WRITTEN TASK 1:
Copy the entries word for word, from their first line through the line containing "column 115, row 27", including both of those lines.

TEXT SEGMENT:
Project 28

Logistics Route Optimization

Analyze delivery routes for a logistics company to optimize costs, reduce transit times, and improve driver utilization using SQL analytics and Python visualization.

Project Overview

Scenario: You are a logistics analyst at SwiftHaul Logistics, a regional delivery company operating a fleet of 85 vehicles across the Midwest. The operations director wants to reduce delivery costs by 15% while maintaining current service levels. Current average cost per delivery is $34.50, and the on-time rate is 82%. Fuel costs have risen 18% year-over-year, making route efficiency critical.

Objective: Analyze delivery performance across routes, drivers, and vehicle types to identify inefficiencies. Build visualizations that highlight optimal route assignments and cost-saving opportunities. This is a SQL + Python focused project.

Tools: SQL (PostgreSQL), Python (pandas, matplotlib, numpy, folium)

Dataset Description

Five tables modeling the logistics operation including delivery records, route definitions, fleet details, customer locations, and a distance matrix.

WRITTEN TASK 2:
Name every Python library listed in the logistics route optimization text.

DATA RECORDS:
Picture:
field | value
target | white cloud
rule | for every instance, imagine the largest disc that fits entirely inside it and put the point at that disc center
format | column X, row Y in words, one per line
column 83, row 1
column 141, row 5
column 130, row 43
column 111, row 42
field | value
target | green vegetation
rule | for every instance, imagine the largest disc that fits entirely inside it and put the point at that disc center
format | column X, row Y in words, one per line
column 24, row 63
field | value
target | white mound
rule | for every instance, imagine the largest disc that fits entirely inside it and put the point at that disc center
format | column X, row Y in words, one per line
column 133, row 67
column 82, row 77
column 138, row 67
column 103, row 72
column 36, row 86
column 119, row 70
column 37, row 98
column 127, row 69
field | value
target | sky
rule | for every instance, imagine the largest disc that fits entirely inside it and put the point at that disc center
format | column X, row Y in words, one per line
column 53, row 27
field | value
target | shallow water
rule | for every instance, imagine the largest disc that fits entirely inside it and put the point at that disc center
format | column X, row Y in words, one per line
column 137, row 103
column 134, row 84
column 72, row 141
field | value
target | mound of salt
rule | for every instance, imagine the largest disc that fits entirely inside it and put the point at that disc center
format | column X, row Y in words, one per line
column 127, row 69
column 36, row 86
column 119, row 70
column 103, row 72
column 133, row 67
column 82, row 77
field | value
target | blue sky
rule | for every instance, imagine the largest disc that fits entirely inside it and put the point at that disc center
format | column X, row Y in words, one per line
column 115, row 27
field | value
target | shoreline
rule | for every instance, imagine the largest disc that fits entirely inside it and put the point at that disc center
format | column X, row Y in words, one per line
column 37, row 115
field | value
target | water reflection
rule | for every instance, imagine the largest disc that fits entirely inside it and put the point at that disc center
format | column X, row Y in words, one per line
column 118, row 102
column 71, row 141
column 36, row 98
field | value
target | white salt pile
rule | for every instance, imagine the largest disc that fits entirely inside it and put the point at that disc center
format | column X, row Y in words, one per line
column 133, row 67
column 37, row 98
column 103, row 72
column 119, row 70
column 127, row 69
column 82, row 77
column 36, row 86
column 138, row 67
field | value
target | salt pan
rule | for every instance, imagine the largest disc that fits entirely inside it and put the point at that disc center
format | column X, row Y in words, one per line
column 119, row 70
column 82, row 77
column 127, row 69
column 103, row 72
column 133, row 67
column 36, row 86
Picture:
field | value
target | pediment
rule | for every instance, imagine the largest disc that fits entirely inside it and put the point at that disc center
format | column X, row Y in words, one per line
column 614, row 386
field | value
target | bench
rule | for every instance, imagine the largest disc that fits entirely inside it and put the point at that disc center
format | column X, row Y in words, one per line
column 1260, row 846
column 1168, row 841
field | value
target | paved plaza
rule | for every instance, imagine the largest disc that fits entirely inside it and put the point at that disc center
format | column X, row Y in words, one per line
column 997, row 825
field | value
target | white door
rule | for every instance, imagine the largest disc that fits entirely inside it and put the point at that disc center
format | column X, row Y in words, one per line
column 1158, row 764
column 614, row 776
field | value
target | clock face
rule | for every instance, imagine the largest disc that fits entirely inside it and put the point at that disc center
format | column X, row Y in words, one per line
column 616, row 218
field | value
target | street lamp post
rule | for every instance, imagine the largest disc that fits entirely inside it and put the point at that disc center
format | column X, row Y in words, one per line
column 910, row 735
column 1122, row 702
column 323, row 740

REPLY 1:
Picture:
field | value
target | white cloud
rule | for every instance, imagine the largest disc that fits entirely inside it and put the point at that disc center
format | column X, row Y in words, one per line
column 83, row 1
column 141, row 5
column 130, row 43
column 111, row 42
field | value
target | green vegetation
rule | for every instance, imagine the largest disc that fits entirely inside it and put the point at that disc center
format | column X, row Y in words, one per line
column 24, row 63
field | value
target | white mound
rule | for every instance, imagine the largest disc that fits entirely inside it and put the point at that disc center
format | column X, row Y in words, one per line
column 133, row 67
column 82, row 77
column 138, row 67
column 103, row 72
column 36, row 86
column 119, row 70
column 37, row 98
column 127, row 69
field | value
target | sky
rule | for every instance, imagine the largest disc that fits entirely inside it and put the point at that disc center
format | column X, row Y in words, one per line
column 53, row 27
field | value
target | shallow water
rule | for every instance, imagine the largest disc that fits entirely inside it and put the point at that disc center
format | column X, row Y in words, one per line
column 137, row 103
column 134, row 84
column 72, row 141
field | value
target | mound of salt
rule | for every instance, imagine the largest disc that fits entirely inside it and put the point at that disc center
format | column X, row Y in words, one per line
column 127, row 69
column 36, row 86
column 119, row 70
column 103, row 72
column 133, row 67
column 82, row 77
field | value
target | blue sky
rule | for every instance, imagine the largest disc that fits entirely inside it and put the point at that disc center
format | column X, row Y in words, one per line
column 115, row 27

REPLY 2:
pandas
matplotlib
numpy
folium